(Excerpts of annotation records)
** Start **
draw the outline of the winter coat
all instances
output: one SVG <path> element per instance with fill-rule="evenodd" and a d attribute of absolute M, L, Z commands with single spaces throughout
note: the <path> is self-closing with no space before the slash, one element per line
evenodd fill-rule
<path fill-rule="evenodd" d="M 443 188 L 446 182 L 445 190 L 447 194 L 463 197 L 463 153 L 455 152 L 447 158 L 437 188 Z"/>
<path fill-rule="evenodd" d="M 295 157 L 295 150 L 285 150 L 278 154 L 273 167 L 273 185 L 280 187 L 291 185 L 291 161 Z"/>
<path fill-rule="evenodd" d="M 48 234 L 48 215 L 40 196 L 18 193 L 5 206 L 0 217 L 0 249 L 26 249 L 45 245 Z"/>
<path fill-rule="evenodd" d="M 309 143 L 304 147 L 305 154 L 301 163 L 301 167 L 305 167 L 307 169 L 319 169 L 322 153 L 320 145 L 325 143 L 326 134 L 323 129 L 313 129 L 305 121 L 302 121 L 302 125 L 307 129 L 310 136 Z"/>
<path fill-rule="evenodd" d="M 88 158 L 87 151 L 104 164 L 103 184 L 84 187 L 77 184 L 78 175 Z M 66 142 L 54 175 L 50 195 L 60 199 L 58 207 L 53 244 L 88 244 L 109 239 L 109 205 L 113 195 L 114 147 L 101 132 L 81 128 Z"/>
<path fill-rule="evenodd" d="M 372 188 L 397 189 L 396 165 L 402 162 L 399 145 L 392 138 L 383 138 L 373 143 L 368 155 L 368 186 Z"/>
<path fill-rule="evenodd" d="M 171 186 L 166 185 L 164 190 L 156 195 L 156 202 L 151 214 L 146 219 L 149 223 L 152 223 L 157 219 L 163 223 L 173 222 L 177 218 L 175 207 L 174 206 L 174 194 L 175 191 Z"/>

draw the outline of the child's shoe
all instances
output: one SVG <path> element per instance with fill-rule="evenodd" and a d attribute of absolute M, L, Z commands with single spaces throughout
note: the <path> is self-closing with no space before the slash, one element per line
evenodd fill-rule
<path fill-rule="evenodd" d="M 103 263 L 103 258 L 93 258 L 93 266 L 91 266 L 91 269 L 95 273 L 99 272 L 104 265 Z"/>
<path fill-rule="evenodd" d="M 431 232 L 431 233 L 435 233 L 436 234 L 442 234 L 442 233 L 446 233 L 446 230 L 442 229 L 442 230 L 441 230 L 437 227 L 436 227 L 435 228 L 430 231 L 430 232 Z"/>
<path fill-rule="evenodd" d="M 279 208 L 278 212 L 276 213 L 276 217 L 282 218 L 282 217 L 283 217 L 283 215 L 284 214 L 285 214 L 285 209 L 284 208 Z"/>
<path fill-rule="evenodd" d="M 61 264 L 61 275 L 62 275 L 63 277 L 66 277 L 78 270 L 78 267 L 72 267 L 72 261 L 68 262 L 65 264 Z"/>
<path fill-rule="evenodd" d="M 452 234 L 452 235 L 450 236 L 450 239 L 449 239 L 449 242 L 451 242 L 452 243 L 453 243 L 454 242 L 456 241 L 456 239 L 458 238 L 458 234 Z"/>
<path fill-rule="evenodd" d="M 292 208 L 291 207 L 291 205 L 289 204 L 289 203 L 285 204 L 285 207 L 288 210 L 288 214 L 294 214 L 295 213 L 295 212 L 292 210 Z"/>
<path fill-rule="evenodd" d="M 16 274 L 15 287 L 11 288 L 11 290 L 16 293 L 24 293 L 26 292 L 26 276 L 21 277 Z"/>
** End **
## Problem
Rewrite the lines between the line holding "draw the outline of the child's shoe" and the line holding "431 232 L 431", inclusive, swapping "child's shoe" for "boot" and changing nothing else. Give only those lines.

## Response to this task
draw the outline of the boot
all instances
output: one SVG <path> element per instance with fill-rule="evenodd" and a d attribute of absolute M, L, Z commands with single spaces throughout
note: the <path> is self-closing with no space before the slash, one element per line
evenodd fill-rule
<path fill-rule="evenodd" d="M 103 263 L 103 258 L 93 258 L 93 266 L 91 266 L 91 269 L 95 273 L 99 272 L 104 265 Z"/>
<path fill-rule="evenodd" d="M 431 232 L 431 233 L 435 233 L 436 234 L 442 234 L 442 233 L 446 233 L 446 230 L 442 229 L 442 230 L 441 230 L 437 227 L 436 227 L 435 228 L 430 231 L 430 232 Z"/>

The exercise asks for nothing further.